* **TASK OBJECTIVE**:
Copy the records below word for word, keeping every line as it is.

* **RECORD LIST**:

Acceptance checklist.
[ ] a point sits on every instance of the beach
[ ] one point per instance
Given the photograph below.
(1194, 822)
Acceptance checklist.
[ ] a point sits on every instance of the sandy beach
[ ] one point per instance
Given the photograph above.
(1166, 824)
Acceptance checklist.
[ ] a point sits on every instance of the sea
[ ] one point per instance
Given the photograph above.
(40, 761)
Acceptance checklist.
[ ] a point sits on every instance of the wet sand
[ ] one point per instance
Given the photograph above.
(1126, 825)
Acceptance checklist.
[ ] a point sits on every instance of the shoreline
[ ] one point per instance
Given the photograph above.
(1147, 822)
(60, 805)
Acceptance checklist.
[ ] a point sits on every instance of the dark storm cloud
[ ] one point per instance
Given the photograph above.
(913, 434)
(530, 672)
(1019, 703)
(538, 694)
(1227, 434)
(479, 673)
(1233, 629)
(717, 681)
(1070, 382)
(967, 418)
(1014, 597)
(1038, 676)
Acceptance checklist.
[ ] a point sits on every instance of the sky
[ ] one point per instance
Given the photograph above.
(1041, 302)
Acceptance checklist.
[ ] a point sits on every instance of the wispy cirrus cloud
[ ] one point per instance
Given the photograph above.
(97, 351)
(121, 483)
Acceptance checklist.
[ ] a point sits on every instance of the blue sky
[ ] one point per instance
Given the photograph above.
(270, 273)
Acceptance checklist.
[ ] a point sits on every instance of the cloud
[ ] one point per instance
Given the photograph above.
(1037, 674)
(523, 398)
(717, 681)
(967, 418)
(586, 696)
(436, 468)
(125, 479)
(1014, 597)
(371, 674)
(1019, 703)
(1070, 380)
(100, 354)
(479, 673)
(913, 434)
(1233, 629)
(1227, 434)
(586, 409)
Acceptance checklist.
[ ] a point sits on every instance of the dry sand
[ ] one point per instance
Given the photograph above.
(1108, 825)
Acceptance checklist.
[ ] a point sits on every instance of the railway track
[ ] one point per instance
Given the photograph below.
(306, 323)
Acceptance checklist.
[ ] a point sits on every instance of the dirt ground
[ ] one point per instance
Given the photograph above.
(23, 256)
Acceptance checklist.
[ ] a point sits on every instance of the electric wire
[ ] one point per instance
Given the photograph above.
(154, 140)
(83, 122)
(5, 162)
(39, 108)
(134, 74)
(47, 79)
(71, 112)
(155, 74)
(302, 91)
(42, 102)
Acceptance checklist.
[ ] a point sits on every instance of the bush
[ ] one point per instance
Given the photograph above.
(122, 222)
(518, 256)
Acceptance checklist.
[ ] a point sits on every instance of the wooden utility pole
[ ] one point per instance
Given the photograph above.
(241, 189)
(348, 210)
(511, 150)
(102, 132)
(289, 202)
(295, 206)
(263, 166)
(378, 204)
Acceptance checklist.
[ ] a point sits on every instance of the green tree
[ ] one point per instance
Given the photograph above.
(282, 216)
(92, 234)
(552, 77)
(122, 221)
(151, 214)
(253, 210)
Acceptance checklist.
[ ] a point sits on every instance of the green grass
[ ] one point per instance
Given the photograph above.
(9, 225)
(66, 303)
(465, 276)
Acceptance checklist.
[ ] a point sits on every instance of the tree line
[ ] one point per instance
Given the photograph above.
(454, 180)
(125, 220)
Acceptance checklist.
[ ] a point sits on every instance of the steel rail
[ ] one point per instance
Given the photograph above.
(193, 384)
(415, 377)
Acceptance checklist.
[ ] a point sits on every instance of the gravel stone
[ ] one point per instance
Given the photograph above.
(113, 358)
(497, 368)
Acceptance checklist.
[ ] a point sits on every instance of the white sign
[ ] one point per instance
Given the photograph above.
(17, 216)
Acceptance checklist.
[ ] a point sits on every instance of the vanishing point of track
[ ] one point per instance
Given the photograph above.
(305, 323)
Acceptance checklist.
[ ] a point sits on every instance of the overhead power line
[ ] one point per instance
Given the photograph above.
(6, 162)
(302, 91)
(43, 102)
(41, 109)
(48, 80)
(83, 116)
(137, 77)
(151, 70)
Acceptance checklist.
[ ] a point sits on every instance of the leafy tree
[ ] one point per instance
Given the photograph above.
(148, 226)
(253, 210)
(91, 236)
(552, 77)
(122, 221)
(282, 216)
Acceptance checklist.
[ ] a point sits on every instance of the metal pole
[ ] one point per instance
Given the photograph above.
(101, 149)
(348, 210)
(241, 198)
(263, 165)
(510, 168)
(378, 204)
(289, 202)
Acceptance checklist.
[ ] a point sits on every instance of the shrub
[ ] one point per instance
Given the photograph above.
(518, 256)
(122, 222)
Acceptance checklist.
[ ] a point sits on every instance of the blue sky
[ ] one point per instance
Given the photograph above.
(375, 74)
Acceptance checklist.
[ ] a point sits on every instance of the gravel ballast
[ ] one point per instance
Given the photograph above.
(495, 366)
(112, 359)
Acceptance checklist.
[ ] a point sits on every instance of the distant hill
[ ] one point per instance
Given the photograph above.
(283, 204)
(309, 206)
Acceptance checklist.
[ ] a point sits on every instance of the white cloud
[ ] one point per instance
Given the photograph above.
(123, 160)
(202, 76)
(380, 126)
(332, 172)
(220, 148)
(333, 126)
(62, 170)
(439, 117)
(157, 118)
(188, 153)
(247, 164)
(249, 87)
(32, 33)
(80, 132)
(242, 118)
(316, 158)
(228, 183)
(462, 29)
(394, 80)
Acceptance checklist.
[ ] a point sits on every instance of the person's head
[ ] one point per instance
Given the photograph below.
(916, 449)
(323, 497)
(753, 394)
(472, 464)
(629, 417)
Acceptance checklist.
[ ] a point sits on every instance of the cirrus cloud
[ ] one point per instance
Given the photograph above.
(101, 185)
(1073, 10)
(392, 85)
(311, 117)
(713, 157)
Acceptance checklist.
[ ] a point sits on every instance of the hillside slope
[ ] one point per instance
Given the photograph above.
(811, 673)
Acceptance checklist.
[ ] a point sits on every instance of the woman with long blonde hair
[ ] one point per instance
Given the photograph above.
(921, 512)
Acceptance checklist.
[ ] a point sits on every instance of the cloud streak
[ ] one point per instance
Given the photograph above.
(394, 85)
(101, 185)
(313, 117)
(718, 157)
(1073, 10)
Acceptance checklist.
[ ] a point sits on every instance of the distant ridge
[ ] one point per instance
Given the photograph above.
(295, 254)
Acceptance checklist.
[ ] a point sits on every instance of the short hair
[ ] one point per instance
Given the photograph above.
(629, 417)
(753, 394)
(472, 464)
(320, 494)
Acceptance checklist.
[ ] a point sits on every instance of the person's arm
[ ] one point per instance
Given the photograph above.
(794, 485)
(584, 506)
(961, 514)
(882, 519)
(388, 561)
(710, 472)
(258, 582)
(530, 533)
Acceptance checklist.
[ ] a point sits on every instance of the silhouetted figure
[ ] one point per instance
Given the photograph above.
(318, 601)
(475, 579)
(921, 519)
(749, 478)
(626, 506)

* **RESULT BELOW**:
Acceptance checklist.
[ ] a point sits on every instance of the beach
[ ] one point per instance
Given the photograph below.
(1194, 822)
Acceptance checklist.
[ ] a point sits on every instance of the sandy beach
[ ] one point per instance
Given the photograph above.
(1166, 824)
Acceptance checklist.
[ ] a point sits on every instance of the sea
[ ] one point per instance
Given the photograph above.
(40, 761)
Acceptance checklist.
[ ] a point sits on every instance of the wet sand
[ ] one point per instance
Given the photograph above.
(1126, 825)
Acceptance checklist.
[ ] a point sits on every instance of the shoreline
[ ] one point per instance
Given the photograph above.
(1147, 822)
(60, 805)
Acceptance checklist.
[ ] a point sits on every instance of the dark storm cloud
[ ] one point per instance
Given the photograph above.
(913, 434)
(530, 672)
(1019, 703)
(538, 694)
(1227, 434)
(479, 673)
(1233, 629)
(717, 681)
(1070, 382)
(967, 418)
(1014, 597)
(1038, 676)
Acceptance checklist.
[ ] a point sits on every instance of the sky
[ ] one point per instance
Given the photograph above.
(1041, 302)
Acceptance checklist.
[ ] a point sits on every instance of the wispy cirrus cloud
[ ] one point per instance
Given the photograph above.
(97, 351)
(121, 483)
Acceptance checklist.
[ ] a point sits on every instance of the blue sky
[ ] one point per instance
Given the photograph above.
(270, 273)
Acceptance checklist.
[ ] a point sits on every instance of the cloud
[ ] one point per instance
Given the photograph above.
(1037, 674)
(523, 398)
(717, 681)
(967, 418)
(586, 696)
(436, 468)
(125, 479)
(1014, 597)
(371, 674)
(1019, 703)
(1070, 380)
(100, 354)
(479, 673)
(913, 434)
(1233, 629)
(1227, 434)
(586, 409)
Acceptance checklist.
[ ] a point sits on every instance of the dry sand
[ ] one point per instance
Given the photograph above.
(1108, 825)
Acceptance checklist.
[ ] a point sits on every instance of the railway track
[ ] one point per instance
Given the photograph below.
(306, 323)
Acceptance checklist.
[ ] a point sits on every instance of the dirt ground
[ ] one point per instance
Given the photograph above.
(23, 256)
Acceptance checklist.
[ ] a point sits on every instance of the electric wire
[ ] one point per instance
Given the photograph above.
(154, 140)
(83, 122)
(5, 162)
(39, 108)
(134, 74)
(47, 79)
(71, 112)
(155, 74)
(302, 91)
(42, 102)
Acceptance checklist.
[ ] a point sits on every instance of the bush
[ ] one point per instance
Given the photograph above.
(122, 222)
(518, 256)
Acceptance checklist.
[ ] a point sits on every instance of the wooden utility pole
[ ] one point per instance
Given the photograph above.
(241, 189)
(348, 210)
(511, 150)
(102, 132)
(289, 202)
(295, 206)
(263, 166)
(378, 204)
Acceptance checklist.
[ ] a point sits on every instance of the green tree
[ ] one point per instance
Given the photograph above.
(282, 216)
(92, 234)
(552, 77)
(122, 221)
(151, 214)
(253, 210)
Acceptance checklist.
[ ] a point sits on every instance of the green grass
[ ] one point per instance
Given the photograph above.
(9, 225)
(66, 303)
(465, 276)
Acceptance checklist.
[ ] a point sits on every instance of the tree line
[ ] one point per instance
Given the photograph above.
(454, 180)
(125, 220)
Acceptance checklist.
[ ] a point sits on every instance of the steel rail
[ ] one point per instance
Given the photograph above.
(193, 384)
(415, 377)
Acceptance checklist.
[ ] a point sits on every instance of the gravel stone
[ ] one point per instance
Given the photograph above.
(113, 358)
(497, 368)
Acceptance checklist.
[ ] a point sits on every instance of the white sign
[ ] one point per instance
Given the photograph above.
(17, 216)
Acceptance checklist.
[ ] a point sits on every instance of the vanishing point of track
[ ] one point per instance
Given the photograph above.
(305, 323)
Acceptance checklist.
[ ] a point sits on every instance of the overhead power line
[ ] one point per instance
Given the photograph above.
(6, 162)
(302, 91)
(43, 102)
(41, 109)
(48, 80)
(83, 116)
(137, 77)
(151, 70)
Acceptance checklist.
[ ] a point sits on every instance of the leafy tree
[ ] one point per instance
Given the photograph above.
(148, 226)
(253, 210)
(91, 236)
(552, 77)
(122, 221)
(282, 216)
Acceptance checklist.
[ ] a point sits on every instance of the metal pole
[ ] one point per instance
Given the photograph above.
(101, 149)
(348, 210)
(241, 198)
(263, 165)
(510, 168)
(378, 204)
(289, 202)
Acceptance checklist.
[ ] a point sits on every instance of the shrub
[ ] one point per instance
Given the photograph above.
(518, 256)
(122, 222)
Acceptance checklist.
[ ] a point sits on every instance of the blue sky
[ ] one point per instance
Given the photograph above.
(375, 74)
Acceptance checklist.
[ ] a point sits on every instance of the gravel ballast
[ ] one point per instance
Given the photograph above.
(495, 366)
(112, 359)
Acceptance checklist.
[ ] a point sits on every instance of the distant hill
[ ] one point per instance
Given the photograph above.
(283, 204)
(309, 206)
Acceptance checklist.
[ ] a point sits on every instance of the white cloud
[ ] one point per instance
Given the photograph above.
(123, 160)
(202, 76)
(380, 126)
(332, 172)
(220, 148)
(333, 126)
(62, 170)
(439, 117)
(157, 118)
(188, 153)
(247, 164)
(249, 87)
(32, 33)
(80, 132)
(242, 118)
(316, 158)
(228, 183)
(462, 29)
(394, 80)
Acceptance checklist.
[ ] a point sits on every instance of the person's head
[ ] one point per instance
Given the photograph below.
(916, 449)
(323, 497)
(753, 394)
(472, 464)
(629, 417)
Acceptance checklist.
[ ] a point sits on every instance of the cirrus cloud
[ ] one point per instance
Given the photograph above.
(101, 185)
(1073, 10)
(392, 85)
(311, 117)
(713, 157)
Acceptance checklist.
[ ] a point sits on every instance of the hillside slope
[ ] one point per instance
Given the photograph above.
(811, 673)
Acceptance checklist.
[ ] a point sits on every instance of the woman with long blonde hair
[ ] one point per instance
Given the photograph above.
(921, 512)
Acceptance checklist.
[ ] a point sits on every instance of the cloud streak
[ ] one point per instance
Given the photograph above.
(394, 85)
(101, 185)
(313, 117)
(718, 157)
(1073, 10)
Acceptance checklist.
[ ] a point sits on every instance of the distant ridge
[ ] one point per instance
Given the photograph above.
(295, 254)
Acceptance checklist.
[ ] a point sits on every instance of the short hair
[ ] one point per instance
Given the photograph above.
(629, 417)
(753, 394)
(472, 464)
(320, 494)
Acceptance checklist.
[ ] a point sits on every instance of the person's arm
[ ] one point per instance
Given the photograph above.
(794, 485)
(584, 506)
(961, 514)
(882, 519)
(388, 561)
(710, 472)
(258, 582)
(530, 533)
Acceptance checklist.
[ ] a point sits on every instance of the silhouetted figure
[ ] one point per instance
Given the photograph above.
(318, 601)
(475, 579)
(921, 519)
(749, 478)
(626, 506)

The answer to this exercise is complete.